Text to read
VALLEJO – For roughly two years, the Vallejo Police Department has been out of compliance with a state law which requires it to disclose its ownership and usage of military equipment, recently released public records show.
The department took a crucial first step towards compliance earlier this month by publishing its military equipment use policy, which was originally due on May 1, 2022, after inquiries from the Vallejo Sun. Vallejo police must still fulfill several other transparency requirements, however, before being allowed to use military equipment without violating state law.
The law, AB 481, was passed in 2021 in the wake of protests sparked by Minneapolis police Officer Derek Chauvin’s murder of George Floyd. During the protests, law enforcement used military equipment, such as tear gas and non-lethal projectile rounds, at protests across the nation, including in Vallejo, at times causing injuries to protestors and journalists.
The law, which covers every law enforcement agency in California, states that owning and using military equipment “adversely impacts the public’s safety and welfare” and that the public has “a right to know about” and “a right to participate in” the decision to “fund, acquire, or use such equipment.”
In addition to publicly releasing a military equipment use policy, AB 481 requires Vallejo police to post an annual military equipment report for each year it owns or operates military equipment.
The law also gives the public some influence and oversight power on departments’ ownership and usage of military equipment. It requires that departments host an annual community engagement meeting where residents can discuss and ask questions about its military equipment use policy and annual report, and that the department get yearly approval from the City Council for its usage policy and all equipment listed in its report.
The Vallejo Sun first inquired about whether Vallejo police complied with AB 481 in late March. On April 3, Vallejo police spokesperson Sgt. Rashad Hollis told the Sun he would “have to do some research to see if we are in compliance or not.”
Hollis never answered any questions from the Vallejo Sun regarding AB 481, but the department posted a press release on its website on April 5 stating it was sharing its “new AB 481 military equipment use policy with the community for their input.” Vallejo police included their long overdue military equipment use policy in the press release.
The press release said the department intended to start releasing annual reports, hosting community engagement meetings, requiring training for using military equipment, appointing a military equipment coordinator who would ensure AB 481 compliance, and getting City Council approval both for the department’s continued use of their current military equipment and for their proposed policies governing its use — all practices required under AB 481.
In an email, the Vallejo Sun asked Hollis when the community meeting would be hosted, who the military equipment coordinator is, whether officers had already received training for using military equipment, and when Vallejo police planned to ask the City Council for approval. Hollis did not respond.
Although Vallejo police have not fulfilled all the requirements under AB 481 authorizing it to use military equipment, it still uses such equipment. After a SWAT raid in Vallejo’s Glenn Cove neighborhood in February, Hollis told the Vallejo Sun that it’s common for police to break windows using beanbag rounds to make a hole large enough to send smoke grenades or a drone into a building. Beanbag rounds, smoke grenades and drones all qualify as military equipment.

Data
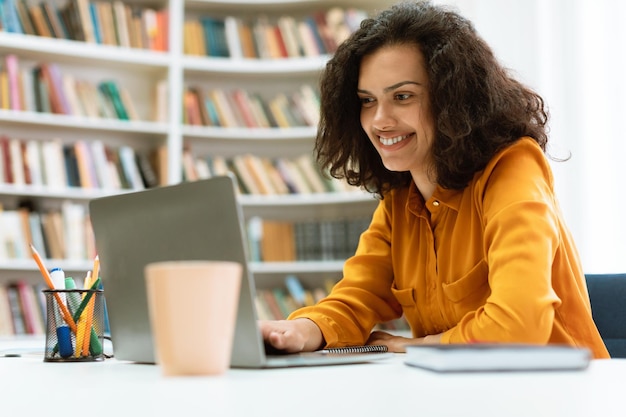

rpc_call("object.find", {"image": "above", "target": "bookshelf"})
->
[0,0,392,334]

Aim A
Answer these questions from the article on Vallejo police and AB 481:
(i) What date was the department's military equipment use policy originally due?
(ii) In what year was AB 481 passed?
(iii) On what date did the department post its press release about the new policy?
Aim B
List every item the article on Vallejo police and AB 481 names as military equipment.
Aim C
Extend the article on Vallejo police and AB 481 beyond its final sentence.

Exercise answer A
(i) May 1, 2022
(ii) 2021
(iii) April 5

Exercise answer B
- Tear gas
- Non-lethal projectile rounds
- Beanbag rounds
- Smoke grenades
- Drones

Exercise answer C
Along with the policy, Vallejo police also released a report which contains an inventory of Vallejo’s military equipment, the cost Vallejo police paid to purchase the equipment, the yearly cost of maintaining the equipment, and guidelines for its authorized use. The report states that the department has spent about $473,000 purchasing military equipment.
According to the report, Vallejo police own 10 different types of drones, and 14 drones total, which cost the department about $45,000. The drones’ listed uses include safety measures like firefighting, emergency rescue and oil and gas inspection as well as broad categories labeled “law enforcement” and “police affairs.” Additionally, the department owns two remote operated ground robots, which cost $154,000 in total. Their listed uses include bomb disposal, handling hazardous materials, and surveillance.
The report lists four different types of specialized rifles, 34 of these weapons in total, which cost about $60,000. Vallejo police said the specialized rifles are authorized to be used in “large critical incidents, active shooter, or incidents where an armed suspect is threatening the public or officers and where there may be a need to defeat body armor.”
In 2020, Detective Jarrett Tonn used one of these weapons, a Colt M4 Commando, to fire five shots at 22-year-old Sean Monterrosa, striking him once and killing him. An investigation found that Tonn violated department policy in the shooting, and he was terminated but later won his job back in arbitration. Monterrosa was unarmed and had a roofing hammer in his pocket which officers said they thought was a gun.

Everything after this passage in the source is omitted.